◆ Directions ◆
Copy the records below in full, changing no character.

Data for review section start

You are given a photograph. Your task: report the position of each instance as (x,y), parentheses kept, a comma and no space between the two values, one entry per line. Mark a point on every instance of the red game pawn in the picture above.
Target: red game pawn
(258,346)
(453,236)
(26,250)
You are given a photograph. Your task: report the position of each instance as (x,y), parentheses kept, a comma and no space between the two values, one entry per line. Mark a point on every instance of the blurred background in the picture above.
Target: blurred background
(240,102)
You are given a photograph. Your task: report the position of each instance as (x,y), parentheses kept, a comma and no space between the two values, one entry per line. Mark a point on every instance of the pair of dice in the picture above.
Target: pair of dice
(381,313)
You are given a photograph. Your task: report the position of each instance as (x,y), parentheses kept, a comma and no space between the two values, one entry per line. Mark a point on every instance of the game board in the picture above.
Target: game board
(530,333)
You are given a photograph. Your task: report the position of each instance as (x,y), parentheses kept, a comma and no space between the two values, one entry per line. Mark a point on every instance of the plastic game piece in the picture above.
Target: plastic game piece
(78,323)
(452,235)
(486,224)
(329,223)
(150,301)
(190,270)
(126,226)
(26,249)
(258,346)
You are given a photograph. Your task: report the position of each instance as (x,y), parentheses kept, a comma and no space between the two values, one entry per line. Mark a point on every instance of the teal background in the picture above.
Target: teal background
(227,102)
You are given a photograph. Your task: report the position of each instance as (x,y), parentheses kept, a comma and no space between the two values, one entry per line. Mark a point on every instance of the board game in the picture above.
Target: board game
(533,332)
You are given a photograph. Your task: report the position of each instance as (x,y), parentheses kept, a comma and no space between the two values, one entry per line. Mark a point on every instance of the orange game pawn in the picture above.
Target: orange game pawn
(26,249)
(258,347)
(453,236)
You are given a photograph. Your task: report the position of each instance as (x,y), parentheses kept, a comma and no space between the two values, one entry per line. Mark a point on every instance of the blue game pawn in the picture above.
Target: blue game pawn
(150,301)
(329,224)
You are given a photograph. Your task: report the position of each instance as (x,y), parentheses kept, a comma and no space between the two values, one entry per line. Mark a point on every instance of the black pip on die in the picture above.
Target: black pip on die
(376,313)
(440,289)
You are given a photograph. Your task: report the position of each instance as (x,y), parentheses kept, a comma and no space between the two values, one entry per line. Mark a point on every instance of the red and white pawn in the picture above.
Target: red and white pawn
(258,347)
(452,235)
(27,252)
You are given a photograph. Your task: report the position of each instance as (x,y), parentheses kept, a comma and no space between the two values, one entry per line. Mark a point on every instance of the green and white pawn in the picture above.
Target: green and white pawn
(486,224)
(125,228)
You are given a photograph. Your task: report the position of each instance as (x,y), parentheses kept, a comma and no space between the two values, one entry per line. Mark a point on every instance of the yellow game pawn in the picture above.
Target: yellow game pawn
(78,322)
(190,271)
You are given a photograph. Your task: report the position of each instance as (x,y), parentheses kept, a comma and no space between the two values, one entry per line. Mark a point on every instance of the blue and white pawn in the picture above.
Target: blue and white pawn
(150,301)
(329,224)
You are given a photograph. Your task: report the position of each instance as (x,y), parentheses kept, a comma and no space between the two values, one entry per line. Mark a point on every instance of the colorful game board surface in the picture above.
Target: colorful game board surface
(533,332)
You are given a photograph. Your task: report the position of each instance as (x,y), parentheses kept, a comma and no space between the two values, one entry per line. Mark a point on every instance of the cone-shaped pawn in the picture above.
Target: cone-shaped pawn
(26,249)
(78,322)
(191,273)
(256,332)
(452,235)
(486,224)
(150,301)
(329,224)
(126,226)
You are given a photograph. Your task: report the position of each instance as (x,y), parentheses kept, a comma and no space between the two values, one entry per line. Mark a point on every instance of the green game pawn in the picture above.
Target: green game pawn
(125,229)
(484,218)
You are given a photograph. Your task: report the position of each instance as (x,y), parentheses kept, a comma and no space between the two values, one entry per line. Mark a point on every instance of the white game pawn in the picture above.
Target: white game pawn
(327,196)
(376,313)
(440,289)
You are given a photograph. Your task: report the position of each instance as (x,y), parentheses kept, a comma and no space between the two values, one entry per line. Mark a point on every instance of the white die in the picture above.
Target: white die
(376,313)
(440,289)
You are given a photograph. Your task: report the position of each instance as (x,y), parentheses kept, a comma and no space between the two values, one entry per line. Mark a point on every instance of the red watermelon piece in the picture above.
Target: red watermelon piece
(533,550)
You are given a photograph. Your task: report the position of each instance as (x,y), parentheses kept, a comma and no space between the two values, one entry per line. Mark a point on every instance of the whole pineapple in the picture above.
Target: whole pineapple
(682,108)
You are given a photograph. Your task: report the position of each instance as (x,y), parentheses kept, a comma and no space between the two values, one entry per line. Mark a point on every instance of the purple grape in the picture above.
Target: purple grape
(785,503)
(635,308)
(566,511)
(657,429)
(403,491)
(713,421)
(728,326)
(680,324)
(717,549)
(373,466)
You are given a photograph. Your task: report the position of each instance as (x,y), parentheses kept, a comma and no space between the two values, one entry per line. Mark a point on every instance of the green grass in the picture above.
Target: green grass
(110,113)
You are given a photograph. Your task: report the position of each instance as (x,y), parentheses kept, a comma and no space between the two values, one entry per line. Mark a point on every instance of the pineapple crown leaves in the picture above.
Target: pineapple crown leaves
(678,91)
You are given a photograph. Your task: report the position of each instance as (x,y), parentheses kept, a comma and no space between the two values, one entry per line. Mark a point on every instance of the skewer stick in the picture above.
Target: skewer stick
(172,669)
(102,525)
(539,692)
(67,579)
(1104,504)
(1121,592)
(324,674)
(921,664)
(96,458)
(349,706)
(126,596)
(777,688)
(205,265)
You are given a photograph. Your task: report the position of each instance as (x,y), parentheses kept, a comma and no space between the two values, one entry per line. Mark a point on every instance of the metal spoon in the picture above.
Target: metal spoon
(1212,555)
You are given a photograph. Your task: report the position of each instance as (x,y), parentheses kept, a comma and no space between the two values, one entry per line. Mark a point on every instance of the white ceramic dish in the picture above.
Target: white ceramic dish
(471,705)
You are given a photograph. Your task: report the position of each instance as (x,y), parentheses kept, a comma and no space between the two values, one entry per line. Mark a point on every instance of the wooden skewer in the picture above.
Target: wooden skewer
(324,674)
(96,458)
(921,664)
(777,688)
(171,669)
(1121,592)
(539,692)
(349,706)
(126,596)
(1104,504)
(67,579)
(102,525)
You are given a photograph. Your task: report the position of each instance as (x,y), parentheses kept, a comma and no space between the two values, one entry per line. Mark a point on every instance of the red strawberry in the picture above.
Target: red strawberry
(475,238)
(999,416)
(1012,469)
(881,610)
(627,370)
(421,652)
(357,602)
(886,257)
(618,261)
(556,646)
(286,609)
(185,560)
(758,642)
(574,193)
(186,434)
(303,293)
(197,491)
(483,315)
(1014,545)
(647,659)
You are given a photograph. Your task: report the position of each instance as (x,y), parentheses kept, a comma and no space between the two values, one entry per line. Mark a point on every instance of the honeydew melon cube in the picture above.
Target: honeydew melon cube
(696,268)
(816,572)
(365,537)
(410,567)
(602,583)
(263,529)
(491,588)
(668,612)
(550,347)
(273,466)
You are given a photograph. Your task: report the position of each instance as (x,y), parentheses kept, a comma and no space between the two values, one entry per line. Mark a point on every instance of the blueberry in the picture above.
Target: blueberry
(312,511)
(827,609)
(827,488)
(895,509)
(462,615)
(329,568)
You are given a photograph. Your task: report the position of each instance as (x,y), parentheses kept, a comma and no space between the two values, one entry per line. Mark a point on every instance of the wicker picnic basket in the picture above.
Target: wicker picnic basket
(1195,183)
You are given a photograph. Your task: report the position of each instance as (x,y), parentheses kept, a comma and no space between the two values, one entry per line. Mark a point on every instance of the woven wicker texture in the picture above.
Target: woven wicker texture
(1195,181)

Data for review section end

◆ Your solution ◆
You are given a photograph. Your task: report the position of each instance as (x,y), parentheses kept, a comma and no space between the two values, one entry per line. Mark a point on every instance of the red game pawn in the picture above.
Target: red game pawn
(258,346)
(453,236)
(26,250)
You are given a photograph. Your task: report the position of each instance as (x,y), parentheses kept, a comma and no space between the two values, one entry per line. Mark a point on every instance of the blurred background in the picture above.
Target: blurred background
(240,102)
You are given a photograph. Your task: report the position of each instance as (x,y), parentheses kept, a comma and no space between the two values, one entry per line. Mark a point on every instance of the pair of dice in the picture above.
Target: pair of dice
(381,313)
You are given a photograph. Your task: report the position of each instance as (x,y), parentheses kept, a comma and no space between the two values, one entry per line. Mark a point on every instance of the game board in the picture above.
Target: game board
(530,333)
You are given a photograph. Your task: report the position of each instance as (x,y), parentheses kept, a comma and no space between the two values, one entry per line. Mark a point on every instance of the plastic game piece in the picture above.
Target: plastic game piece
(78,323)
(452,235)
(486,224)
(329,223)
(150,301)
(190,270)
(126,226)
(26,249)
(258,346)
You are given a photograph. Your task: report the position of each instance as (x,y), parentheses kept, a comma and no space between the two values, one entry per line. Mark a point on every instance of the teal background in the picture above.
Target: teal background
(227,102)
You are given a photograph. Your task: report the position of each instance as (x,y), parentheses kept, a comma and no space between the two values, one entry per line. Mark a point on every instance of the board game in the picture above.
Target: board game
(533,332)
You are given a photograph. Your task: report the position of each instance as (x,y), parentheses kept, a comma and no space between the two values, one entry per line. Mark a point on every instance of the orange game pawn in the picture above.
Target: orange game pawn
(26,249)
(258,347)
(453,236)
You are given a photograph. Your task: report the position of each instance as (x,y), parentheses kept, a comma and no space between the two values, one entry per line. Mark a point on every instance of the blue game pawn in the picture above.
Target: blue game pawn
(150,301)
(329,224)
You are given a photograph. Your task: report the position of each instance as (x,y), parentheses kept, a comma and no space between the two values, one entry per line. Mark a point on every instance of the black pip on die in the picture above.
Target: black pip on die
(376,313)
(440,289)
You are given a photograph. Your task: report the position of each instance as (x,y), parentheses kept, a comma and no space between the two values, one entry per line. Mark a point on every instance of the red and white pawn in the picture above.
Target: red and white pawn
(258,347)
(452,235)
(27,252)
You are given a photograph. Your task: report the position of each instance as (x,y), parentheses kept, a comma and no space between the two values, one entry per line. Mark a point on every instance of the green and white pawn in the picture above.
Target: green and white pawn
(486,224)
(125,228)
You are given a photograph. Your task: report the position of each instance as (x,y), parentheses kept, a comma and no space between the two values, one entry per line. Mark a point on every instance of the yellow game pawn in the picture above.
Target: yellow game pawn
(78,322)
(190,271)
You are given a photograph. Your task: report the position of each instance as (x,y), parentheses kept, a comma and no space between the two values, one entry per line. Mark a point on every instance of the blue and white pawn in the picture above.
Target: blue and white pawn
(150,301)
(329,224)
You are given a photograph. Your task: report the position of each instance as (x,y), parentheses kept, a comma and no space between the two values, one entry per line. Mark a point on every instance of the colorful game board surface in the picture above.
Target: colorful game board surface
(533,332)
You are given a photograph. Your task: report the position of each instance as (x,y), parentheses kept, a comma and no space between the two values, one entry per line. Mark a point on every instance of the cone-shaped pawn in the picture above.
Target: cone-shaped pawn
(26,249)
(78,322)
(191,273)
(256,332)
(452,235)
(486,224)
(150,301)
(329,224)
(126,226)
You are given a photograph. Your task: report the position of each instance as (x,y), parentheses kept, a comma and no space between the two values, one entry per line. Mark a point on every instance of the green game pawn in the picture above.
Target: green game pawn
(125,229)
(484,218)
You are given a photograph. Your task: report the position of each instance as (x,y), parentheses kept, a comma and no space between the two values, one entry per line. Mark a point on every instance of the white game pawn in the picture above.
Target: white game pawn
(327,196)
(376,313)
(440,289)
You are given a photograph. Your task: report the position of each instance as (x,y), parentheses kept, a comma and no space between the two values, one entry per line. Mark a point on every instance of the white die in the picture above.
Target: white die
(376,313)
(440,289)
You are given a photograph. Your task: report the position of each instance as (x,y), parentheses kept, a comma and no space between the two values, one entry per line. Mark a point on every instance of the red watermelon piece in the picture above.
Target: red watermelon piece
(533,550)
You are given a photograph. Your task: report the position of each instance as (x,y), parentheses kept, a comma and no space between the two values, one entry per line. Mark a point on every instance of the whole pineapple in the picture above.
Target: whole pineapple
(682,108)
You are given a photograph. Your task: report the position of each instance as (x,y), parentheses kept, a comma and no space between the two values, one entry per line. Mark a point on every instance of the purple grape in the picture above.
Target: purple grape
(785,503)
(635,308)
(566,511)
(657,429)
(403,491)
(713,421)
(728,326)
(680,324)
(717,549)
(373,466)
You are given a photograph. Your task: report the position of each instance as (x,y), parentheses kept, a comma and no space between the two values, one entry per line. Mark a point on every instance of the green grass in the picture above.
Target: green grass
(110,113)
You are given a photograph. Your task: report the position of each instance as (x,y), parentheses kept, a comma and no space between the two values, one entry per line. Mark a point on every instance of the pineapple crown leaves in the picture above.
Target: pineapple crown leaves
(678,91)
You are given a photograph. Your task: report the position of each instance as (x,y), parentheses kept, a comma and no space between the two values, one entry per line. Mark a point on every instance of the skewer stick in the picture above.
Target: skewer stick
(172,669)
(102,525)
(539,692)
(67,579)
(1104,504)
(1121,592)
(324,674)
(921,664)
(96,458)
(349,706)
(126,596)
(777,688)
(205,265)
You are given a photograph. Your task: report the position of each instance as (x,y), parentheses kept, a comma and no space between the two values, one entry per line. Mark a point on every instance of the metal spoon in the picture above.
Target: metal spoon
(1212,555)
You are given a photograph. Your task: report the position of each instance as (x,y), parentheses kept, a comma and no space between the two values, one entry per line. Mark a point on every instance of the white ceramic dish in the picture above.
Target: white ceramic dish
(471,705)
You are given a photograph. Your task: report the position of each instance as (x,y), parentheses kept, a comma and no space between the two values, one entry per line. Mark a point on every instance of the wooden skewer in the picture above.
Target: wooden skewer
(324,674)
(96,458)
(921,664)
(777,688)
(171,669)
(1121,592)
(539,692)
(349,706)
(126,596)
(1104,504)
(67,579)
(102,525)
You are given a photograph. Your task: report the position of each instance as (x,y), parentheses kept, a comma and no space between the two values, one entry per line. Mark a point on every instance of the red strawberry in the picture above.
Target: red strawberry
(475,238)
(999,416)
(1012,469)
(881,610)
(627,370)
(421,652)
(357,602)
(886,257)
(618,261)
(556,646)
(286,609)
(185,560)
(758,642)
(574,193)
(186,434)
(303,293)
(197,491)
(483,315)
(1014,545)
(647,659)
You are given a photograph. Your task: report the position of each instance as (x,y), parentheses kept, a comma and no space between the two values, one entry per line. Mark a point on every instance of the honeydew melon cube in the picture above.
Target: honeydew melon cube
(696,268)
(816,572)
(365,537)
(410,567)
(602,583)
(263,529)
(491,588)
(668,612)
(550,347)
(273,466)
You are given a photograph. Your task: report the position of each instance as (x,y), parentheses kept, a comma and no space between the two values, one entry per line. Mark a point on every instance of the blueberry in the picture above.
Target: blueberry
(312,511)
(827,609)
(827,488)
(895,509)
(462,615)
(329,568)
You are given a photograph. Your task: report the position of each instance as (x,y), parentheses kept, a comma and no space between the two values, one entry per line. Mark a point on every instance of the wicker picnic basket in the picture above.
Target: wicker picnic basket
(1195,183)
You are given a photograph. Your task: report the position of each instance as (x,y), parentheses kept, a comma and no space between the two values, one entry per line. Mark a point on every instance of the woven wicker texture in the picture above.
Target: woven wicker texture
(1195,181)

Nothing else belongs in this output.